— Extracted records —
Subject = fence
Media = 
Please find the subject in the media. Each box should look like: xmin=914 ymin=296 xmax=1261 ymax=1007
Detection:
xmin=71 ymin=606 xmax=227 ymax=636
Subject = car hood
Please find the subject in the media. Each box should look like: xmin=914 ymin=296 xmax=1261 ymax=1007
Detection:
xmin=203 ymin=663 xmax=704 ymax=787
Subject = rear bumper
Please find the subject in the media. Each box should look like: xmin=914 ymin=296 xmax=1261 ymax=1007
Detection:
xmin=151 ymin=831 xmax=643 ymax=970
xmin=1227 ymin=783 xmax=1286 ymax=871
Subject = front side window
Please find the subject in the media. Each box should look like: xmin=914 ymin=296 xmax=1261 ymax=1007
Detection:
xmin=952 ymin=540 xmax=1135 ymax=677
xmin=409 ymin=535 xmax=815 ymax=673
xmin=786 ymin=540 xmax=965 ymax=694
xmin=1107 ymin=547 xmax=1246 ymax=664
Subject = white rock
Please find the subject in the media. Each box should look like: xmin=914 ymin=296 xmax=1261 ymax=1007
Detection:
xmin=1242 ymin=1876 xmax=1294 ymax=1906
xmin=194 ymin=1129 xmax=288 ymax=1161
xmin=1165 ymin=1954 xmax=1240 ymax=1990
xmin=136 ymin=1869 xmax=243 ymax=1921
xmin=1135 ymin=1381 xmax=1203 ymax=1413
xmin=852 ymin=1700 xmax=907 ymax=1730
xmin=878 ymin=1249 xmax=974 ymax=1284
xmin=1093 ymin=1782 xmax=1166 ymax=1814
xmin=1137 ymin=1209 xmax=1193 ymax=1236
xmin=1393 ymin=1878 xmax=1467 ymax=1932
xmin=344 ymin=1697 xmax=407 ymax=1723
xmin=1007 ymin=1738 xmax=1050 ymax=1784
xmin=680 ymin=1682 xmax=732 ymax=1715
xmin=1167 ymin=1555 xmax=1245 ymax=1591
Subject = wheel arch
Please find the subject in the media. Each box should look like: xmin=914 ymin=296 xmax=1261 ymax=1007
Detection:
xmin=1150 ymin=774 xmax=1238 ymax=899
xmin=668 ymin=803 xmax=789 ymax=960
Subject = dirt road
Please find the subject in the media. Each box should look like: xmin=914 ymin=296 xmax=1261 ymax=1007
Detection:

— Exercise goal —
Transcribe all the entries, keeping each one exactly as it is.

— Response to this exercise —
Subject = fence
Media = 
Please find the subject in the media. Each box should look like: xmin=914 ymin=296 xmax=1261 ymax=1007
Detection:
xmin=71 ymin=606 xmax=227 ymax=636
Subject = car hood
Please find the subject in the media. Each box should look like: xmin=914 ymin=296 xmax=1261 ymax=1007
Detection:
xmin=203 ymin=663 xmax=704 ymax=787
Subject = rear bumper
Please find the subject in the media. Each box should look like: xmin=914 ymin=296 xmax=1261 ymax=1007
Detection:
xmin=151 ymin=831 xmax=643 ymax=970
xmin=1227 ymin=783 xmax=1286 ymax=871
Subject = front side window
Please find the subject in the media. Each box should look like: xmin=914 ymin=296 xmax=1261 ymax=1007
Detection:
xmin=952 ymin=540 xmax=1135 ymax=677
xmin=409 ymin=535 xmax=815 ymax=673
xmin=786 ymin=540 xmax=965 ymax=694
xmin=1107 ymin=547 xmax=1246 ymax=664
Subject = white rock
Please find the subject in the media. Each box should look like: xmin=914 ymin=296 xmax=1261 ymax=1007
Detection:
xmin=1242 ymin=1876 xmax=1294 ymax=1906
xmin=194 ymin=1129 xmax=288 ymax=1161
xmin=1165 ymin=1954 xmax=1240 ymax=1990
xmin=136 ymin=1869 xmax=243 ymax=1921
xmin=1135 ymin=1381 xmax=1203 ymax=1413
xmin=852 ymin=1700 xmax=907 ymax=1730
xmin=878 ymin=1249 xmax=974 ymax=1284
xmin=1093 ymin=1782 xmax=1166 ymax=1814
xmin=1137 ymin=1209 xmax=1193 ymax=1236
xmin=1393 ymin=1878 xmax=1467 ymax=1932
xmin=344 ymin=1697 xmax=407 ymax=1723
xmin=1007 ymin=1738 xmax=1050 ymax=1784
xmin=680 ymin=1682 xmax=732 ymax=1715
xmin=1167 ymin=1555 xmax=1245 ymax=1591
Subject = wheel arch
Please find the subject in the media. Each box should look like: xmin=914 ymin=296 xmax=1261 ymax=1007
Detection:
xmin=1150 ymin=774 xmax=1238 ymax=899
xmin=668 ymin=803 xmax=789 ymax=960
Subject = dirt road
Please find the subject in the media. Each box should look like: xmin=914 ymin=296 xmax=1261 ymax=1007
Detection:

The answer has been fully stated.